WHAT YOU HAVE TO DO ->
Please answer these questions from the article on fly neurons below:
(a) How many bits per second can a single neuron in the fly's eye handle?
(b) What minimum rate did earlier studies find a single neuron can carry?
(c) At which institute do Steven Strong and his colleagues work?

TEXT EXCERPT ->

----

The common fly is a miracle of miniaturization, a tiny flying machine capable of split-second zigzags--and of outmaneuvering most humans. Now a group of scientists has peered at the pilot's brain and found that it too has some fancy moves. They have found a way to measure how efficiently a neuron encodes information and shown that a single neuron in the fly's eye, despite the electrically noisy environment, can handle a remarkable 100 binary bits per second (bps). The new technique, appearing in Physical Review Letters this month, could be a powerful tool for understanding how brains process information.
Most neurons work like tiny computer modems--when they fire, that's like sending out a binary 1; when they don't, it's a 0. By watching the firing patterns of neurons in flies and other animals, scientists have been able to make rough estimates of the bandwidth--the maximum data rate--that a single neuron can carry. Those studies showed that the rate was at least 60 bps. Hoping to develop an absolute measure, biophysicist Steven Strong and colleagues at the NEC Research Institute in Princeton, New Jersey, hit on the idea of measuring the entropy or "disorder" of the electrical pulses passed on by the neuron. Entropy and information content are roughly equivalent, Strong explains, because "the more disordered something is, the more information you would need to describe it." Turning that equation around, if the fly is watching something complex, then the nerve pulses should appear disordered.

----

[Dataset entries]

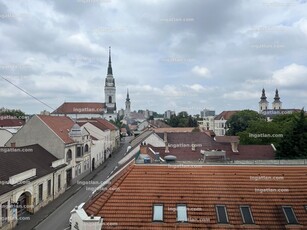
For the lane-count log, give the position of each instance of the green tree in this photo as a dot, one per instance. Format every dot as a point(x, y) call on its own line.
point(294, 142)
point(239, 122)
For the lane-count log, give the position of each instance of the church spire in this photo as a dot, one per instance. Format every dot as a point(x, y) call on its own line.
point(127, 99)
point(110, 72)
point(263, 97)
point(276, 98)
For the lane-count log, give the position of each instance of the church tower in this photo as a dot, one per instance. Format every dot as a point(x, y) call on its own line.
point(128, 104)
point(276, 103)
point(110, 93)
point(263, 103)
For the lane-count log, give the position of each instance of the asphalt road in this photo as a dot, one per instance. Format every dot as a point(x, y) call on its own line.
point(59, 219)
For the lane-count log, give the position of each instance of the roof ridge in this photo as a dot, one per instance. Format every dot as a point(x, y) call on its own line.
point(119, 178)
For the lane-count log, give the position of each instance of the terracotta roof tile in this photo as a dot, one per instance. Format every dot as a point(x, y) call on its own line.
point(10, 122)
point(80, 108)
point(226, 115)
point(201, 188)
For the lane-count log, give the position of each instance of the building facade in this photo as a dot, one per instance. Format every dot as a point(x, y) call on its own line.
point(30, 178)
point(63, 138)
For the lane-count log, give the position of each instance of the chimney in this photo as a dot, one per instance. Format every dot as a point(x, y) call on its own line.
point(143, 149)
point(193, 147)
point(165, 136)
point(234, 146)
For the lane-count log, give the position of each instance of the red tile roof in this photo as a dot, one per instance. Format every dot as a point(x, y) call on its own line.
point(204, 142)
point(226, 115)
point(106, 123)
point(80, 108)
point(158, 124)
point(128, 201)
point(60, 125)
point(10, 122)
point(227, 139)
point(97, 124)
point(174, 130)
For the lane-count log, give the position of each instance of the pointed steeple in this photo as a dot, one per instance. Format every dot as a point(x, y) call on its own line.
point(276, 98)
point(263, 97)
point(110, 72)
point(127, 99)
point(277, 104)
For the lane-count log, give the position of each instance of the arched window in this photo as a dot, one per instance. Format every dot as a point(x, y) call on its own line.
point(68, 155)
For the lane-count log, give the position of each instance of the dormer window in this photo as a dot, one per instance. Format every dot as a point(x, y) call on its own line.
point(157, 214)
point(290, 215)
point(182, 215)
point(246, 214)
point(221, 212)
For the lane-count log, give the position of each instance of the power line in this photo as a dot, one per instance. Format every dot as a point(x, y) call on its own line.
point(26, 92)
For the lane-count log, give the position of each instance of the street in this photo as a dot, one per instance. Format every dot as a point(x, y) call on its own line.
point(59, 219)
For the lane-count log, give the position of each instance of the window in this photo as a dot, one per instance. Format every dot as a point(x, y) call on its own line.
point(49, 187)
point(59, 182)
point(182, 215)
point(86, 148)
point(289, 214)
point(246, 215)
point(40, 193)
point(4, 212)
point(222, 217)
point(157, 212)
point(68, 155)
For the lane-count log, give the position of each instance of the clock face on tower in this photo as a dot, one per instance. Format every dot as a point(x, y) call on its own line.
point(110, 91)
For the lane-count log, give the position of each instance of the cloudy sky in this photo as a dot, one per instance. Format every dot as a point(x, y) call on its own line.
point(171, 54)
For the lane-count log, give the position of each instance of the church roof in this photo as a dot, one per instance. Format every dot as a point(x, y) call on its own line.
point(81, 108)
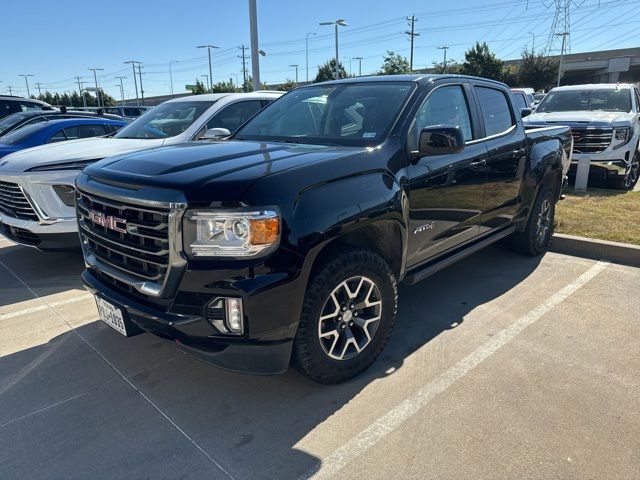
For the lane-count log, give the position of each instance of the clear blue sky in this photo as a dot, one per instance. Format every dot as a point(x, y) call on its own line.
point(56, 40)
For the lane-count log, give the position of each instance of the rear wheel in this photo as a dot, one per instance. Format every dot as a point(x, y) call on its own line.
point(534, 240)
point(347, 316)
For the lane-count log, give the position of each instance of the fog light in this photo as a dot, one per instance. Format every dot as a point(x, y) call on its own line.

----

EXERCISE RESULT ->
(a) 100 binary bits per second
(b) At least 60 bps
(c) The NEC Research Institute in Princeton, New Jersey